Segment Start: Passage for review

High-Protein Diets May Improve Glucose Control in Type 2 Diabetes
A high-protein diet may be beneficial for patients with type 2 diabetes.
Independent of the protein origin, a 6-week high-protein diet may lead to an improvement in glucose metabolism and a decrease in liver fat content in patients with type 2 diabetes, according to data presented at EASD 2015, the annual meeting of European Association for the Study of Diabetes.
Additionally, results showed that a high-protein diet from both animal and plant sources appears to have no adverse effects on kidney parameters. In fact, data suggest that a plant-protein diet may even improve kidney function.
Researchers from Germany conducted a study comparing the effects of two high-protein diets with the same number of calories on metabolic functioning and liver fat. One of the diets was animal protein-based and the other was plant protein-based.
Their data indicated that high-protein diets may be worth promoting for some patients with type 2 diabetes.
Mariya Markova, who is with the German Institute of Human Nutrition at the Charité University Medicine in Berlin, and colleagues conducted a study involving 37 patients with type 2 diabetes (24 men and 13 women). They examined metabolic markers, liver fat content and signaling pathways in white blood cells and adipose tissue.
Participants' mean age was 65 years, mean BMI was 30 and mean HbA1c was 7.0%. All were randomly assigned to the high-animal protein (meat and dairy foods) or the high-plant protein diet for 6 weeks.
Both diets consisted of 30% protein, 40% carbohydrates and 30% fat.
Before and after the diet intervention, the researchers conducted magnetic resonance imaging, hyperinsulinemic euglycemic clamps and meal tolerance tests. They also collected blood and subcutaneous adipose tissue samples.
As part of their investigation, the researchers analyzed key proteins of the Akt/mTOR signaling pathway in isolated white blood cells and adipose tissue using PathScan Antibody Array.
They found that liver enzyme tests improved after intervention in both groups, and both liver fat and HbA1c were reduced in all participants.
Insulin sensitivity improved only in the animal-protein group, but in the plant-protein group, there was a significant reduction in plasma creatinine and an improvement in general kidney function, as measured by glomerular filtration rate, which was not found in the animal-protein group.
Specifically, the researchers found that in the plant-protein group, there were significant reductions in plasma creatinine (–7.79 mcmol/L) and improvement in the glomerular filtration rate, which went from 75.95 to 88.15 mL/min/1.73 m2.
The researchers reported that they did not see any alteration of the Akt/mTOR pathway in white blood cells after the dietary intervention. However, they reported that the phosphorylation of AMPK, Erk1/2 and 4E-BP1 in adipose tissue was approximately two-fold higher in the animal-protein group.
Results also showed that in the plant-protein group, the phosphorylation of Bad and PDK1 was significantly increased.
The investigators noted that previous studies have reported mixed results, with some showing favorable and others showing adverse impacts from high-protein diets in patients with type 2 diabetes. Based on the findings from this current study, they believe long-term observational studies with a much bigger cohort are warranted.
In studies already underway, the investigators now are looking at the expression of key genes involved fat metabolism, glucose metabolism, inflammation in blood cells and in adipose tissue. They hope to identify if there are any diet-induced alterations as well as understand the effect of the higher amino acid uptake at the molecular level.
ReferenceMarkova M et al. Abstract 701: Metabolic and molecular effects of a high-protein diet in subjects with type 2 diabetes. Presented at: EASD 2015; Sept. 14-18, 2015; Stockholm.

Segment End: Passage for review

=== Using the information ===
1: Answer these questions using the article on high-protein diets:
(a) How many patients took part in the study?
(b) What percentage of each diet was protein?
(c) In which group did insulin sensitivity improve?
2: Write out everything in the article on high-protein diets from "Before and after" down to "PathScan Antibody Array.", word for word.
The rows come from a different source than the article on high-protein diets.

Segment Start: Data section

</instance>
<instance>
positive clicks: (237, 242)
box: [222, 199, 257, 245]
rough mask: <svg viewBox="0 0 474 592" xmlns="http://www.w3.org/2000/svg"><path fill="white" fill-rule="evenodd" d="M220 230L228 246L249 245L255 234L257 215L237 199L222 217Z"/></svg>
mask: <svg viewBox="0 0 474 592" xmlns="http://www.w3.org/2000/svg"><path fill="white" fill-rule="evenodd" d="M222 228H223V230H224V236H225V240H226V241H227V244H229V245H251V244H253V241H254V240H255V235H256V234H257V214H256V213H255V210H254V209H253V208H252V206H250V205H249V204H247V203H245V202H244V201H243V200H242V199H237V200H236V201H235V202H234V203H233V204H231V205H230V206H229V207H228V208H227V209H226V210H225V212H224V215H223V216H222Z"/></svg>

Segment End: Data section

=== Solutions to the tasks ===
1:
(a) 37 patients (24 men and 13 women).
(b) 30%.
(c) Only the animal-protein group.

2:
Before and after the diet intervention, the researchers conducted magnetic resonance imaging, hyperinsulinemic euglycemic clamps and meal tolerance tests. They also collected blood and subcutaneous adipose tissue samples.
As part of their investigation, the researchers analyzed key proteins of the Akt/mTOR signaling pathway in isolated white blood cells and adipose tissue using PathScan Antibody Array.